Referring expression pointing data
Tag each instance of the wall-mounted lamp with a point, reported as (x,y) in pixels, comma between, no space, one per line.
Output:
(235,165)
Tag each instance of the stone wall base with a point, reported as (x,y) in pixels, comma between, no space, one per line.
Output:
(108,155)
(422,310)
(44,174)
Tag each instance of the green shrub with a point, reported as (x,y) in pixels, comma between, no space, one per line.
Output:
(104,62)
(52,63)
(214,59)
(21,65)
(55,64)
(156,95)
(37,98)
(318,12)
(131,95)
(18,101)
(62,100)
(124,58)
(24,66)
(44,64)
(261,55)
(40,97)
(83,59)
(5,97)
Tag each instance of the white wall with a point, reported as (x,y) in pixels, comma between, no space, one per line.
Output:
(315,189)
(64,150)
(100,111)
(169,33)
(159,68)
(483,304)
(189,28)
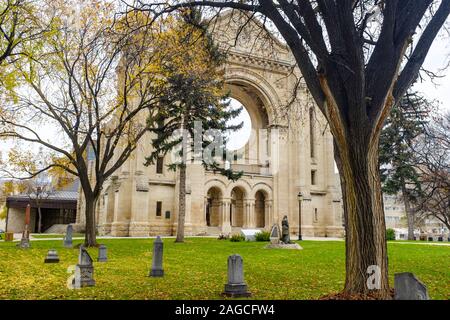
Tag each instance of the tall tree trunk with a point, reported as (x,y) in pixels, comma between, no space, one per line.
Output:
(39,219)
(366,250)
(90,239)
(182,193)
(182,205)
(409,213)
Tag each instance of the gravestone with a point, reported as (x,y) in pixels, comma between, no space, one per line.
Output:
(102,254)
(275,234)
(276,243)
(25,240)
(9,236)
(84,272)
(157,260)
(68,236)
(249,234)
(408,287)
(285,233)
(236,287)
(52,256)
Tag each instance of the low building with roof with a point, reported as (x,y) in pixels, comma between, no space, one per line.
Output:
(57,208)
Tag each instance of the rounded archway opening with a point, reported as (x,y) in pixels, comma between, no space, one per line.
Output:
(260,209)
(237,207)
(237,139)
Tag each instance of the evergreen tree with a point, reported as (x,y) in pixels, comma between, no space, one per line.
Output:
(194,92)
(397,160)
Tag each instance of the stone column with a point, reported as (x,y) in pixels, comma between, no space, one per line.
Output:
(251,216)
(247,214)
(139,225)
(268,214)
(122,207)
(226,226)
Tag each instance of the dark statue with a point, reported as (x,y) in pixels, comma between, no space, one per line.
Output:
(285,238)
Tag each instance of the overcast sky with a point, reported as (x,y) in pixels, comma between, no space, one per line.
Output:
(438,58)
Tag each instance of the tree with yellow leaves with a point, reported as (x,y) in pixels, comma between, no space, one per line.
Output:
(96,81)
(194,93)
(92,83)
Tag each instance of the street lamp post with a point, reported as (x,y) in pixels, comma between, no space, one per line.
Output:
(300,199)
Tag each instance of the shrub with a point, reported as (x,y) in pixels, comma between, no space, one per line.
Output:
(262,236)
(390,234)
(237,237)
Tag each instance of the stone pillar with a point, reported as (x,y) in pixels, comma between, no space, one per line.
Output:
(268,214)
(122,207)
(226,225)
(247,214)
(108,208)
(251,215)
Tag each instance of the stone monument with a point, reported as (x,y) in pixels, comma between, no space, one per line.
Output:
(68,236)
(236,287)
(276,241)
(52,256)
(408,287)
(275,234)
(25,241)
(102,254)
(84,271)
(157,260)
(285,233)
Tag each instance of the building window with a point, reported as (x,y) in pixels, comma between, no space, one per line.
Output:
(312,137)
(159,165)
(158,208)
(313,177)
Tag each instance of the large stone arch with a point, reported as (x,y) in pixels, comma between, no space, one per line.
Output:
(263,187)
(260,86)
(242,184)
(216,183)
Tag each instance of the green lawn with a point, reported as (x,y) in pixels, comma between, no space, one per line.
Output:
(197,269)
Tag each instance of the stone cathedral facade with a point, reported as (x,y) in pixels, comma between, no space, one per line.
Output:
(289,152)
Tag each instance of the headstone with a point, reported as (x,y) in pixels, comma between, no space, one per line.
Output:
(102,254)
(236,287)
(68,237)
(52,256)
(275,234)
(408,287)
(25,240)
(250,234)
(157,260)
(84,272)
(9,236)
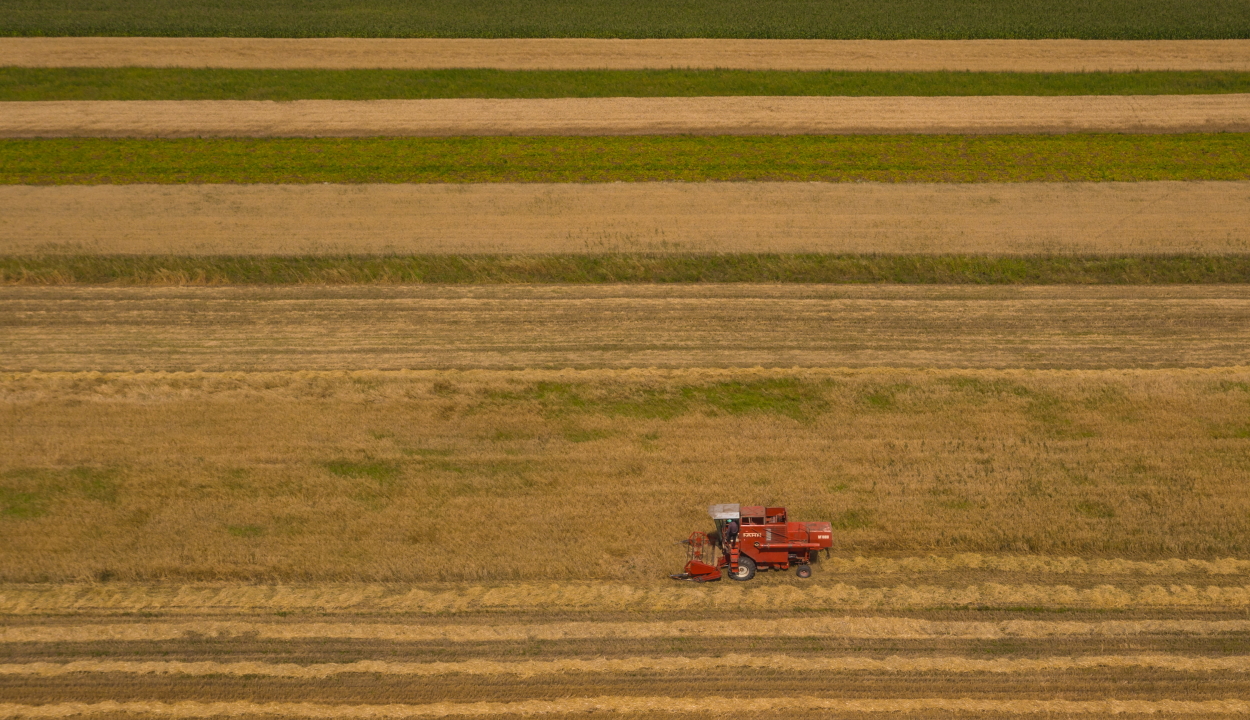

» **Exercise**
Omit every picture, then write out the entries above exactly.

» **Task answer**
Tag each instance of the wall-mounted lamp with a point, reported as (x,y) in pixels, comma between, no space, one per line.
Output:
(235,165)
Tag each instance of the stone wall base with a point, reported as (x,y) in pixels, comma between, no space, one per line.
Output:
(108,155)
(422,310)
(44,174)
Tag each instance of the green shrub with a point, reported as (x,y) in pixels, comma between, no space, one per line.
Output:
(104,62)
(52,63)
(214,59)
(21,65)
(55,64)
(156,95)
(37,98)
(318,12)
(131,95)
(18,101)
(62,100)
(124,58)
(24,66)
(44,64)
(261,55)
(40,97)
(83,59)
(5,97)
Tag each instance of the white wall with a point, reported as (x,y) in pixels, comma between, no space, one per line.
Output:
(315,189)
(64,150)
(100,111)
(169,33)
(159,68)
(483,304)
(189,28)
Tag each instance of the tall tree trunk with a point, reported as (x,y) in pixels, comma between, no space, one per line.
Output:
(39,219)
(366,250)
(90,239)
(182,193)
(182,205)
(409,213)
Tag each instance of the gravestone with a point, reported as (x,y) in pixels, comma between, no space, one per line.
Output:
(102,254)
(275,234)
(276,243)
(25,240)
(9,236)
(84,272)
(157,260)
(68,236)
(249,234)
(408,287)
(285,233)
(236,287)
(52,256)
Tag each instance of the low building with roof with a point, reported as (x,y) in pixels, comma between, no space, one per line.
Output:
(57,208)
Tag each instance of the rounded archway opening with a point, reported as (x,y) in pixels, comma between, no space, one per line.
Output:
(260,209)
(237,207)
(237,139)
Tag each instance of the evergreen tree with a point, reported as (x,y) in pixels, comma between, no space, one per line.
Output:
(194,92)
(397,160)
Tag each instance of the stone column with a point, reported as (x,y) in pixels, comma between, no space, one per line.
Output:
(251,216)
(247,214)
(139,225)
(268,214)
(122,207)
(226,226)
Tag each instance of the dark statue with a point, reported as (x,y) in pixels, comma between, no space, one per line.
Output:
(285,238)
Tag each instance of the overcast sky with a point, reported as (x,y) in pixels, comma between, no space, one per line.
Output:
(438,58)
Tag each instance of the tree with yellow leaves with a point, reported as (x,y) in pixels, comma between, no space, one per line.
Output:
(96,81)
(194,93)
(92,83)
Tag each instance of the street lamp post with a point, reported as (x,y) in pixels, comma between, no space, one per line.
Output:
(300,199)
Tag each instance of the shrub with a point, reported as (x,y) in pixels, comma between, no space, one per line.
Output:
(262,236)
(390,234)
(237,237)
Tag each instance of the stone pillar with a point, reported as (x,y) in pixels, comma between, no space, one per line.
Output:
(268,214)
(122,207)
(226,225)
(247,214)
(108,208)
(251,215)
Tag each instance of the stone monument with a point, reported as (x,y) in pixels, comma between, no space, one per line.
Output:
(68,236)
(236,287)
(276,241)
(52,256)
(408,287)
(275,234)
(25,241)
(102,254)
(84,271)
(157,260)
(285,233)
Tag each instance of the building window with a point, reported as (x,y) in pixels, comma between, no space, one per line.
Output:
(312,137)
(159,165)
(158,208)
(313,177)
Tag each instance of the large stone arch with a point, reported as (x,y) in pixels, comma between, no space, one per line.
Output:
(263,187)
(260,86)
(242,184)
(216,183)
Tag each instance of the green lawn with a point, reported as (x,y) in pixels, comma between, no space, one per line.
Output:
(197,269)
Tag each instance of the stone cathedral facade with a point, reported as (x,y) in pixels, comma between, no space, one per line.
Output:
(289,152)
Tag each instance of the headstone with a point, reported as (x,y) in pixels, comma between, no space, one per line.
Output:
(102,254)
(236,287)
(68,237)
(52,256)
(275,234)
(408,287)
(25,240)
(250,234)
(157,260)
(84,272)
(9,236)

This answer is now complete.